> _What you have to do_: Extract every entry word for word.
-----
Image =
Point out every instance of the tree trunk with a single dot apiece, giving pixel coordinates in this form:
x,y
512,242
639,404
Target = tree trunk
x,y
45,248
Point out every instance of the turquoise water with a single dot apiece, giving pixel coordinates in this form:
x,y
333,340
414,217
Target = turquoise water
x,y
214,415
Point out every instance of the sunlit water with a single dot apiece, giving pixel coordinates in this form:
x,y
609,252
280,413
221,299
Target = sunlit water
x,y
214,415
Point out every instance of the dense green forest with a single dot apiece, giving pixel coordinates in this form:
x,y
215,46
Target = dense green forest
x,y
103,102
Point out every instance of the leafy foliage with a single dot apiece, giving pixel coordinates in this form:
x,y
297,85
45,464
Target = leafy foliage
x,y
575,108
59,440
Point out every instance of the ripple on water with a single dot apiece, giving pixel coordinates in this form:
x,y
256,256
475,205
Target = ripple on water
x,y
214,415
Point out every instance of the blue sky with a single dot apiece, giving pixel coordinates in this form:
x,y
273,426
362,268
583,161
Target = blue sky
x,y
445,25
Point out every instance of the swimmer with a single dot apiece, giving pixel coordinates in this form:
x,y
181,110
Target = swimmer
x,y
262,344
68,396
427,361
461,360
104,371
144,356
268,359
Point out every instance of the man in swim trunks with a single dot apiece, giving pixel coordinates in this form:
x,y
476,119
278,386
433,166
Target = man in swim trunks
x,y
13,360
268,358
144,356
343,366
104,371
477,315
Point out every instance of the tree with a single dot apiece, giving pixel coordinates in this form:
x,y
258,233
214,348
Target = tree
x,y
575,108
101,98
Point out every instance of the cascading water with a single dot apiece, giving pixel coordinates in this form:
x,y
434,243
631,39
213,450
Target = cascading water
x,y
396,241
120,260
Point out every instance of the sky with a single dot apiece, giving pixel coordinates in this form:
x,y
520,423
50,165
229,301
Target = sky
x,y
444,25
-----
> _Your response_:
Image =
Point out every instance of the tree trunk with a single dot apiece, giving pixel coordinates in this form:
x,y
512,242
639,404
Target = tree trunk
x,y
45,248
Point out every instance of the turquoise water with a single dot apiece, giving pixel coordinates in this form:
x,y
333,340
414,217
Target = turquoise water
x,y
214,415
Point out every instance of the sunlit water with a single dot apiece, giving pixel coordinates in this form:
x,y
609,252
280,413
221,299
Target = sunlit water
x,y
214,415
Point out every instance of the dense green forest with a single dot apiece, giving pixel coordinates in this form:
x,y
215,46
Target = dense green forest
x,y
103,102
Point out every instance of the leafy foliage with a single dot apiece, giving pixel coordinates in this form:
x,y
297,85
45,464
Target = leafy foliage
x,y
575,108
59,440
Point out every instance of the ripple on water with a single dot apiece, giving pixel coordinates in this form:
x,y
256,256
475,205
Target = ripple on water
x,y
214,415
Point out every instance of the blue sky with a single dot apiece, giving pixel coordinates in this form:
x,y
273,426
362,268
583,161
Target = blue sky
x,y
445,25
Point out every instance of the swimmer with a single dot apiece, giving pixel coordinates in this form:
x,y
181,110
Target = swimmer
x,y
262,344
68,396
427,361
461,360
104,371
144,356
268,359
Point out every instance of the man in swim trunks with a single dot apiece, giving pixel coordinates in this form:
x,y
476,119
278,386
433,166
Target = man in swim trunks
x,y
13,360
268,358
144,356
343,366
104,371
477,315
Point out every instance of the tree with a single dot apiece, giving pixel coordinates in this form:
x,y
258,233
214,348
Target = tree
x,y
575,108
101,98
Point out every instance of the cascading water with a single dot apiece, giving pixel coordinates in this form:
x,y
434,243
631,39
213,450
Target = cascading water
x,y
396,241
120,260
Point out every instance of the sky with a single dot apiece, giving pixel coordinates in this form:
x,y
520,423
50,165
229,301
Target = sky
x,y
444,25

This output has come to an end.